Segment Start: Data supplied

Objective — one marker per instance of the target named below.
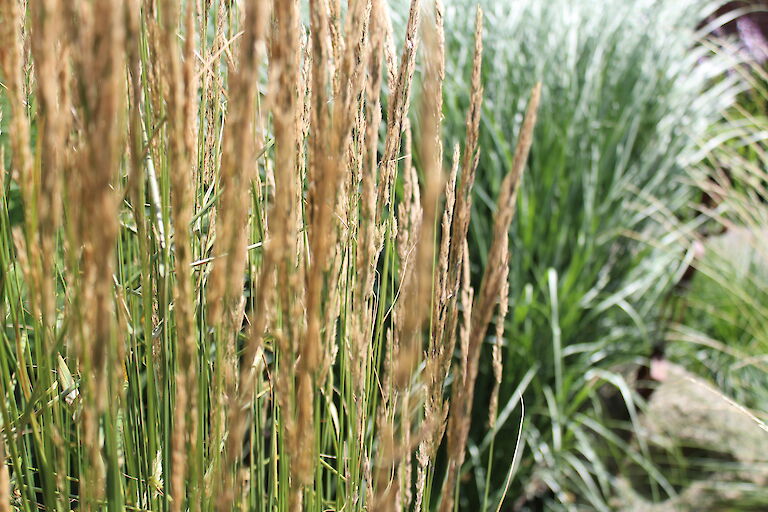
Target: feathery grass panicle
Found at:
(487, 295)
(253, 279)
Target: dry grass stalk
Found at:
(498, 338)
(98, 60)
(237, 171)
(398, 105)
(482, 309)
(181, 112)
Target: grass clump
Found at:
(230, 285)
(627, 96)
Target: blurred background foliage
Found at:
(649, 143)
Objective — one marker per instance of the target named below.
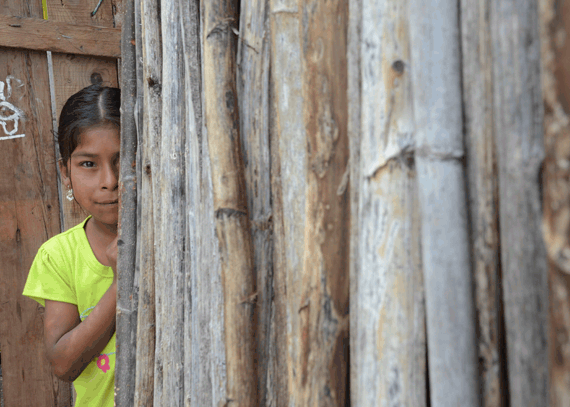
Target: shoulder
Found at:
(64, 244)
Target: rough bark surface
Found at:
(387, 304)
(436, 78)
(518, 109)
(230, 202)
(481, 165)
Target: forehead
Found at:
(98, 140)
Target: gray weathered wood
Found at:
(481, 166)
(387, 304)
(518, 109)
(171, 265)
(253, 101)
(309, 74)
(436, 78)
(127, 292)
(230, 204)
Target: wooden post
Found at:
(555, 21)
(481, 162)
(309, 83)
(230, 204)
(127, 293)
(253, 101)
(519, 114)
(436, 78)
(388, 358)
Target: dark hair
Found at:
(93, 106)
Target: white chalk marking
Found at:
(9, 112)
(11, 137)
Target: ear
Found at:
(63, 170)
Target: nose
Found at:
(110, 177)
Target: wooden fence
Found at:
(323, 203)
(297, 159)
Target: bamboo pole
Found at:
(519, 116)
(253, 100)
(172, 264)
(230, 205)
(436, 78)
(127, 295)
(197, 357)
(554, 20)
(387, 303)
(481, 165)
(146, 328)
(147, 368)
(309, 75)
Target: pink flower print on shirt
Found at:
(103, 363)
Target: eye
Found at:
(87, 164)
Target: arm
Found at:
(72, 344)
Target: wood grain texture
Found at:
(555, 54)
(309, 74)
(436, 79)
(42, 35)
(29, 215)
(481, 165)
(253, 100)
(171, 268)
(519, 113)
(147, 333)
(230, 203)
(127, 278)
(388, 354)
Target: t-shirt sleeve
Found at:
(49, 279)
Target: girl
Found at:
(73, 274)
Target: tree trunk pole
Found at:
(519, 117)
(436, 59)
(127, 295)
(230, 202)
(387, 303)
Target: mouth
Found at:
(108, 203)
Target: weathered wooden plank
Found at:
(152, 110)
(42, 35)
(29, 215)
(436, 79)
(481, 165)
(554, 23)
(127, 291)
(309, 70)
(387, 303)
(230, 203)
(172, 268)
(197, 357)
(253, 99)
(519, 112)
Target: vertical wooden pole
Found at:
(519, 114)
(127, 294)
(481, 161)
(436, 78)
(230, 204)
(253, 100)
(197, 383)
(388, 357)
(309, 80)
(555, 54)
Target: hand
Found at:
(112, 251)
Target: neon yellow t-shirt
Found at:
(66, 270)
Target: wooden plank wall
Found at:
(29, 215)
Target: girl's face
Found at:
(93, 173)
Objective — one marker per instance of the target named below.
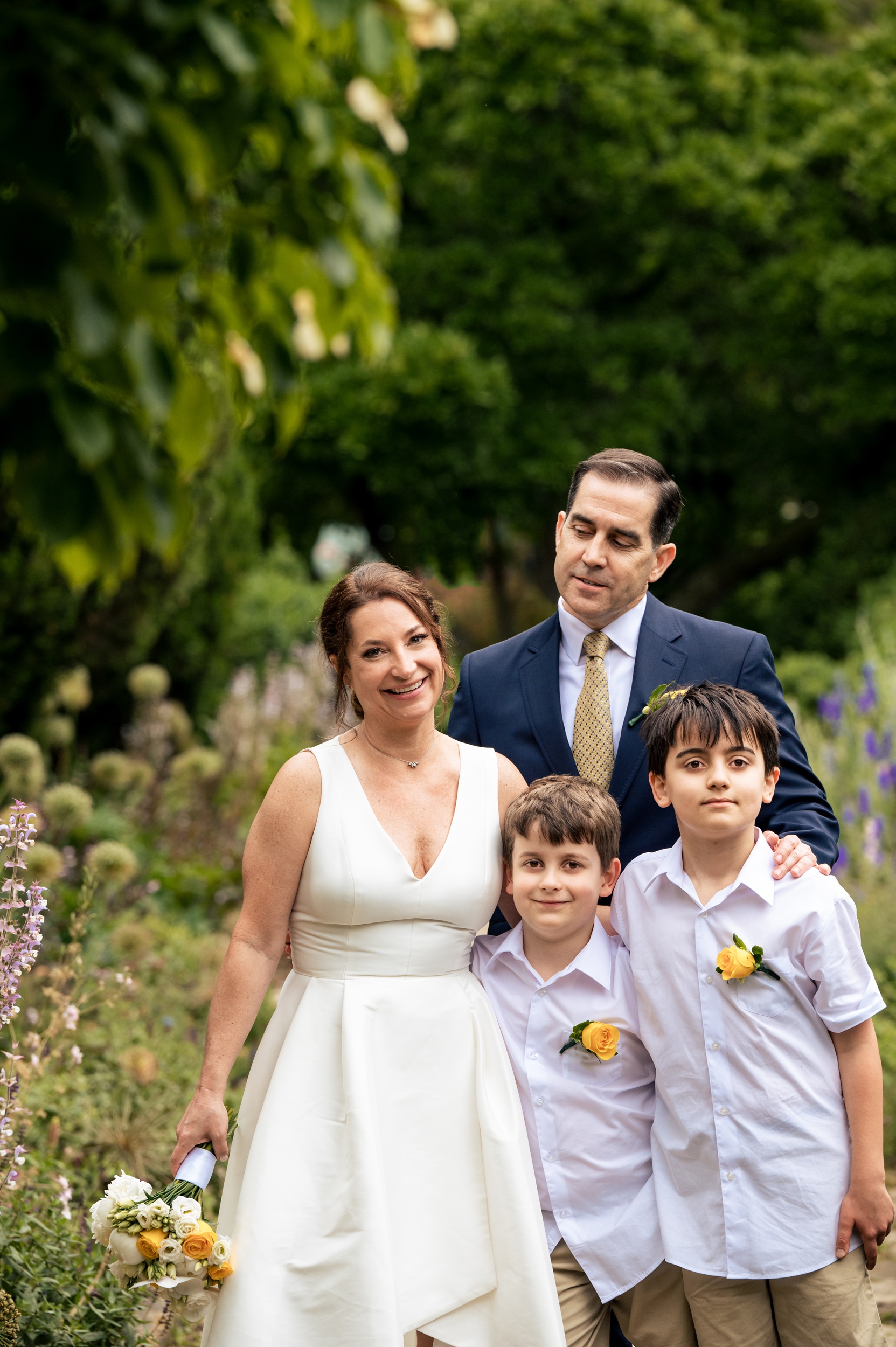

Segment End: Data supplied

Exercise aim ->
Give the entries again word for word, but skip the pictures.

Solution to the problem ->
Objective — one marker per instance of the target named below.
Target: feathery grass panicle
Found at:
(487, 295)
(253, 279)
Target: dry grass stalk
Found at:
(498, 338)
(98, 60)
(237, 171)
(398, 105)
(482, 309)
(181, 112)
Target: grass clump
Found at:
(230, 285)
(627, 96)
Target: blurred background foliage
Found at:
(649, 143)
Objective — one marker per instance of the target named below.
Target: shoulder
Found at:
(64, 244)
Target: rough bark surface
Found at:
(387, 304)
(436, 78)
(518, 109)
(230, 202)
(481, 165)
Target: forehead
Found at:
(98, 140)
Target: gray weathered wood
Found at:
(481, 166)
(387, 304)
(518, 109)
(171, 265)
(253, 101)
(309, 74)
(436, 78)
(127, 292)
(230, 204)
Target: wooden post
Found at:
(555, 21)
(481, 162)
(309, 83)
(230, 204)
(127, 293)
(253, 101)
(519, 114)
(436, 78)
(388, 358)
Target: dark hair
Found at:
(93, 106)
Target: white chalk marking
Found at:
(9, 112)
(11, 137)
Target: ear
Found at:
(63, 170)
Target: nose
Found at:
(110, 177)
Target: wooden fence
Found at:
(323, 203)
(297, 159)
Target: bamboo pole
Found at:
(519, 116)
(253, 100)
(172, 264)
(230, 205)
(436, 78)
(127, 295)
(197, 357)
(554, 20)
(387, 303)
(481, 165)
(146, 328)
(147, 368)
(309, 75)
Target: pink flower print on shirt
Found at:
(103, 363)
Target: eye
Found at:
(87, 164)
Target: arm
Found at:
(72, 344)
Target: wood grain texture
Found at:
(555, 54)
(309, 74)
(436, 79)
(42, 35)
(29, 215)
(481, 165)
(253, 100)
(171, 268)
(519, 113)
(147, 333)
(230, 203)
(127, 278)
(388, 354)
Target: t-shirt sleeve
Found at:
(49, 279)
Target: girl
Found at:
(73, 274)
Target: tree trunk pole
Found at:
(519, 117)
(436, 59)
(127, 295)
(230, 202)
(387, 303)
Target: mouth
Found at:
(108, 203)
Target: weathered wooden plank
Found at:
(152, 110)
(42, 35)
(29, 215)
(436, 79)
(481, 165)
(554, 23)
(127, 291)
(309, 70)
(387, 303)
(230, 203)
(172, 268)
(197, 357)
(253, 99)
(519, 112)
Target: vertical wooden pole
Found at:
(519, 114)
(127, 294)
(481, 161)
(436, 78)
(230, 204)
(253, 100)
(197, 383)
(388, 357)
(309, 80)
(555, 54)
Target: hand
Found at:
(112, 251)
Target: neon yellow t-shirt
Found at:
(66, 270)
Target: wooden plank wall
Found at:
(29, 215)
Target: girl's face
Found at:
(93, 173)
Objective — one marker per instance of the target named below.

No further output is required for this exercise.